# [Data extract]

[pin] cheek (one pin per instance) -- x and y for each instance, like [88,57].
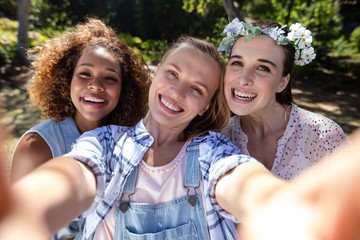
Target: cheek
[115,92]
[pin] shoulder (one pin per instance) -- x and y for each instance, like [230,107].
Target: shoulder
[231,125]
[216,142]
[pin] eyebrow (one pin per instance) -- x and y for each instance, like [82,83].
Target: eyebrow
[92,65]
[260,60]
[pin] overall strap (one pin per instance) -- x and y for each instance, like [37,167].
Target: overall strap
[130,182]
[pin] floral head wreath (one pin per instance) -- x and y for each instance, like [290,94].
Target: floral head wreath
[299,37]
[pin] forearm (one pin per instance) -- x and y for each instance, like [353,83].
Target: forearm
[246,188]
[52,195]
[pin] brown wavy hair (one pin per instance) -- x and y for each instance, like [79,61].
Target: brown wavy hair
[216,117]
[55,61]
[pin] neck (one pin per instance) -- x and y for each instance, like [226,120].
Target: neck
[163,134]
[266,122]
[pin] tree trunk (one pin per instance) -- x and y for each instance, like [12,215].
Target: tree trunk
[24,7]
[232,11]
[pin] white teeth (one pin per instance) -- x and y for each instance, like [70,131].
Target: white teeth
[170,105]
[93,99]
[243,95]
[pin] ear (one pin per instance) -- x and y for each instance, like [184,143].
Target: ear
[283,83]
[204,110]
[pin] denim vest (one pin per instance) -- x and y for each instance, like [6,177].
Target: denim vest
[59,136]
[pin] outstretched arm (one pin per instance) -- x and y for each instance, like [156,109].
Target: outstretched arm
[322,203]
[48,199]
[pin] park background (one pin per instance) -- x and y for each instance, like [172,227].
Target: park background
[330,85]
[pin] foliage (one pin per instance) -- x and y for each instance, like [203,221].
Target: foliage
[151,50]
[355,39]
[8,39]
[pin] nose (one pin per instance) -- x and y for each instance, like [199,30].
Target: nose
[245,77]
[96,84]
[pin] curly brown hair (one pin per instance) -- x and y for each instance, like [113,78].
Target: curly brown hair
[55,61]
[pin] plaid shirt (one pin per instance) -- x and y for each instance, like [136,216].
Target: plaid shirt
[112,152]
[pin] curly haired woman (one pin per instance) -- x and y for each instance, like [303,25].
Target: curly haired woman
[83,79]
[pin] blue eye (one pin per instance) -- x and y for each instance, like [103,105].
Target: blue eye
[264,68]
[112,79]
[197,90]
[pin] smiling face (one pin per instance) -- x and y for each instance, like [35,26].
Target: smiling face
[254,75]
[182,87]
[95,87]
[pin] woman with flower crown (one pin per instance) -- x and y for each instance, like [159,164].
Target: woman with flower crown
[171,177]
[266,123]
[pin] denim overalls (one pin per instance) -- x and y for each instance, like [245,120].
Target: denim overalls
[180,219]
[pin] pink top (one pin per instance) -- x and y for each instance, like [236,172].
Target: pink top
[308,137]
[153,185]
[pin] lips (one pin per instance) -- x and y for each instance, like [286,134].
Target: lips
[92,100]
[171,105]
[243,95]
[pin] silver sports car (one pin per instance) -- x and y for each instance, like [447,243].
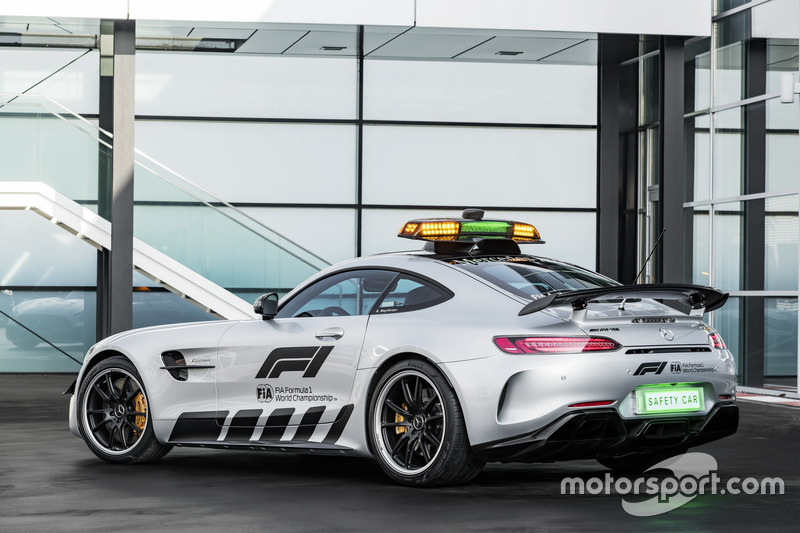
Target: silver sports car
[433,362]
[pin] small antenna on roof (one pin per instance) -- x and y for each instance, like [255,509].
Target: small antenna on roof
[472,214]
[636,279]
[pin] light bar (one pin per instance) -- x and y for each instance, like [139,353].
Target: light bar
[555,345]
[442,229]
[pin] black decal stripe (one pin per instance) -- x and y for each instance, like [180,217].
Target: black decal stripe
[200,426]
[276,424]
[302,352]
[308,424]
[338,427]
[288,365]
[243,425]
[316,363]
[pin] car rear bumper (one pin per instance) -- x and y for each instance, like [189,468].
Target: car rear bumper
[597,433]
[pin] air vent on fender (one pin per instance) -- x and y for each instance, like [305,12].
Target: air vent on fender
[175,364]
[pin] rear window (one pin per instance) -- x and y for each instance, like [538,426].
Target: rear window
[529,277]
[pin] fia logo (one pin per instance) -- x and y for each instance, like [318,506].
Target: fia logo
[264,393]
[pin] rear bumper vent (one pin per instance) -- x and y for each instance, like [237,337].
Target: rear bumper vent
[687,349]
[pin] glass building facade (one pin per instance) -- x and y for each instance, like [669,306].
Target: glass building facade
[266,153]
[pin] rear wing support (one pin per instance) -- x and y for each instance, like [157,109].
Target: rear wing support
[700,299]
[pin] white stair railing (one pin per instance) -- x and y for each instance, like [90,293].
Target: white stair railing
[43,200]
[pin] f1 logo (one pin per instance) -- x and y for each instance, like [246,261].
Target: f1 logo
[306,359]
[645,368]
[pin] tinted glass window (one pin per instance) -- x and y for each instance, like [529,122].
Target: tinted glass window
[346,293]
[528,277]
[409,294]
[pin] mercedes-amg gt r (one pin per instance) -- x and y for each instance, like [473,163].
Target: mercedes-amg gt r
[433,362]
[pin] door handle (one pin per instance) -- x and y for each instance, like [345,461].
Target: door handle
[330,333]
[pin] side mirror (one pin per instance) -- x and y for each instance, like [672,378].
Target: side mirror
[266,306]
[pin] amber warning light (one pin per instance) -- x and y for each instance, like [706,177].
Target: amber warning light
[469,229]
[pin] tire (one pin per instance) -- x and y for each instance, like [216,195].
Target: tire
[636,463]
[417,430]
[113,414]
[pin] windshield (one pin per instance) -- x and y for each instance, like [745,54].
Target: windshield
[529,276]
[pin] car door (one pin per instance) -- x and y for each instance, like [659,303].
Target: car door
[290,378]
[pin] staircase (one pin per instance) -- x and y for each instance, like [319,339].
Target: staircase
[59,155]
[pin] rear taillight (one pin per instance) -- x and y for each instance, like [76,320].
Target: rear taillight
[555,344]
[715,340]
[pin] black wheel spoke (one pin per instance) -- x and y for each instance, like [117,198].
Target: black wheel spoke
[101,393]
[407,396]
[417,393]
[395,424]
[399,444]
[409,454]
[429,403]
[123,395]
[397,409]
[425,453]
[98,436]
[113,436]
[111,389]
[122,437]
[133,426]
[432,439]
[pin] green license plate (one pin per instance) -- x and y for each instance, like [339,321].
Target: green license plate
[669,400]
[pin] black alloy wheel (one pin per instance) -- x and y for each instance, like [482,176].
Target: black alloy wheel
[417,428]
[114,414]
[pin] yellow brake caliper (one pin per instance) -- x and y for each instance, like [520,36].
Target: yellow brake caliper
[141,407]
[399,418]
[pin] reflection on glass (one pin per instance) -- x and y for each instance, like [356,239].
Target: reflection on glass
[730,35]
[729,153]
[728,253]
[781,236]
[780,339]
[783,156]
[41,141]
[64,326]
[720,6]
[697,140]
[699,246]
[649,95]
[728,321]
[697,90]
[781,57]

# [Description of the task]
Leaving aside the images, write out the entries above word for word.

# [Solution]
[pin] cheek (one pin per instance) -- x and y for each instance, like [88,57].
Target: cheek
[115,92]
[pin] shoulder (one pin per instance) -- x and y for each instance, like [230,107].
Target: shoulder
[231,125]
[216,142]
[pin] eyebrow (one pin per instance) -- x and y for each instance, like [82,83].
Target: eyebrow
[92,65]
[260,60]
[pin] overall strap (one pin per instance) -- x and y for each instance, like [37,167].
Target: overall strap
[130,182]
[pin] floral head wreath (one pin per instance) -- x and y for each instance, like [290,94].
Target: floral head wreath
[299,37]
[pin] forearm (one pin per instance) -- x and y for each instance, like [353,83].
Target: forearm
[246,188]
[52,195]
[pin] brown wavy hair (one pin per instance) -- x and y for each instance, like [79,61].
Target: brown wavy hair
[216,117]
[55,61]
[pin] neck (one pin per instance) -- x and y for each instance, like [226,120].
Target: neck
[163,134]
[266,122]
[pin] tree trunk (one pin per instance) -- x and y for each instance, like [12,215].
Target: tree trunk
[24,7]
[232,11]
[pin] white teeth (one pin per instance) -- x and y for each instance, like [70,131].
Target: white teeth
[170,105]
[93,99]
[243,95]
[pin] ear (one pin per instance) -- x and y for each instance, like [184,143].
Target: ear
[283,83]
[204,110]
[pin] denim vest (one pin per instance) -- x and y for each instance, like [6,177].
Target: denim vest
[59,136]
[pin] outstretched arm (one pin per instance) -- x and y for each instance, like [156,109].
Target: outstretched arm
[322,203]
[48,199]
[pin] park background (one pin per instance) -- x and y for each instance, like [172,227].
Target: park background
[330,85]
[pin] foliage (one pin per instance) -- x and y for each instance, like [203,221].
Target: foliage
[151,50]
[355,39]
[8,39]
[pin] nose (one pin per instance) -- x and y for each instance, like [199,30].
Target: nose
[245,77]
[96,84]
[pin] curly brown hair (one pin per instance) -- x and y for each instance, like [113,78].
Target: curly brown hair
[55,61]
[pin] plaid shirt (one pin per instance) -- x and y for each instance, like [136,216].
Target: plaid shirt
[112,152]
[pin] curly haired woman (one pin per instance) -- x and y for each instance, like [303,25].
Target: curly haired woman
[83,79]
[pin] blue eye (one pin per instance) -- x and y for each instance, like [103,105].
Target: blue eye
[264,68]
[112,79]
[197,90]
[pin] smiling face (one pin per instance) -- x and y for each instance, like [35,26].
Target: smiling face
[254,75]
[182,87]
[95,87]
[pin] woman with flower crown (one pin per instance) -- x and y for each instance, like [159,164].
Target: woman with flower crown
[171,177]
[266,123]
[pin] denim overalls (one pin per instance) -- x and y for each instance, like [245,120].
Target: denim overalls
[180,219]
[pin] pink top (one pin per instance) -- x and y for each instance, like [236,172].
Target: pink top
[308,137]
[153,185]
[pin] lips (one pin per instance) -- x and y for each instance, like [286,134].
Target: lips
[92,100]
[171,105]
[243,95]
[pin] silver sports car (one pin per instance) -- x and y for each instance, like [447,243].
Target: silver sports car
[433,362]
[pin] small antenna on roof (one pin per instance) -- x and y for each instance, like [255,509].
Target: small antenna on roof
[472,214]
[636,279]
[pin] light bar (one pin per instance) -- x and y for each instance, like [139,353].
Target: light bar
[555,345]
[442,229]
[pin] black decal stripe (one pin per instance) -- x and y for each instance, like [180,217].
Target: black decal stripe
[200,426]
[276,424]
[302,352]
[308,424]
[338,427]
[288,365]
[243,425]
[316,363]
[pin] car rear bumper (one pin per instance) -- x and y for each instance, like [189,468].
Target: car rear bumper
[597,433]
[pin] air vent on fender (one pin per instance) -- x and y for each instance, like [305,12].
Target: air vent on fender
[175,364]
[pin] rear window (one pin per instance) -- x and y for each instance, like [538,426].
Target: rear window
[529,277]
[pin] fia logo (one pin per instance) -- x and y for each instance, like [318,506].
Target: fia logo
[264,393]
[pin] rear bumper vent (one pin per instance) -- x and y for each instance, like [237,337].
Target: rear bumper vent
[687,349]
[pin] glass building facade (one pin per instance) -- x and y for each instance, like [669,306].
Target: glass building facade
[266,153]
[pin] rear wing support (one pin per instance) -- x and y for each instance, like [157,109].
Target: rear wing support
[700,299]
[pin] white stair railing (one pin per instance) -- x and y for each instance, like [90,293].
Target: white stair railing
[43,200]
[pin] f1 logo (one pin per instance) -- x and y for each instance, like [246,261].
Target: f1 logo
[306,359]
[645,368]
[pin] tinted glass window (one pin per instance) -- x and y for each instance, like [529,122].
Target: tinted glass window
[346,293]
[528,277]
[409,294]
[pin] mercedes-amg gt r (one pin per instance) -- x and y for each instance, like [473,163].
Target: mercedes-amg gt r
[433,362]
[pin] door handle (one pin per instance) -- x and y for each instance, like [345,461].
Target: door handle
[330,333]
[pin] side mirror (one pin per instance) -- x and y for each instance, like [672,378].
Target: side mirror
[266,306]
[pin] amber warning light (one pin per instance) -- x and y for each instance, like [706,177].
Target: amber warning light
[469,229]
[pin] tire (one pin per instance) -- x and y for each instance, like [216,195].
Target: tire
[636,463]
[417,430]
[113,414]
[pin] windshield (one pin per instance) -- x and y for each instance, like [745,54].
Target: windshield
[529,276]
[pin] car door (one pin per instance) -- x and y for each instance, like [659,303].
Target: car door
[290,378]
[pin] staircase (one pin per instance) -- x and y for each instance, like [319,339].
Target: staircase
[59,155]
[pin] rear taillight (one pin per instance) -- x and y for each instance, like [76,320].
Target: rear taillight
[555,344]
[715,340]
[pin] black wheel spoke (one pin per instance) -- x and y for each instance, like [117,198].
Target: black wheel spoke
[101,393]
[407,396]
[417,393]
[395,424]
[399,444]
[409,454]
[429,403]
[123,395]
[397,409]
[425,453]
[98,436]
[113,436]
[111,389]
[122,437]
[133,426]
[432,439]
[pin] green license plate (one pin per instance) -- x and y for each instance, like [339,321].
Target: green license plate
[669,400]
[pin] black alloy wheel (one pin per instance) -- x and y for each instance, like [482,176].
Target: black alloy wheel
[417,428]
[114,414]
[pin] yellow brake caliper (one pin per instance) -- x and y for each instance, like [520,36].
Target: yellow brake caliper
[141,407]
[399,418]
[pin] reflection on glass (one pin per instance) -- x and y for each instance, like [356,239].
Target: reflection on glass
[730,35]
[729,153]
[728,253]
[781,236]
[780,339]
[783,156]
[41,141]
[64,326]
[720,6]
[697,140]
[699,246]
[649,95]
[728,321]
[697,90]
[781,57]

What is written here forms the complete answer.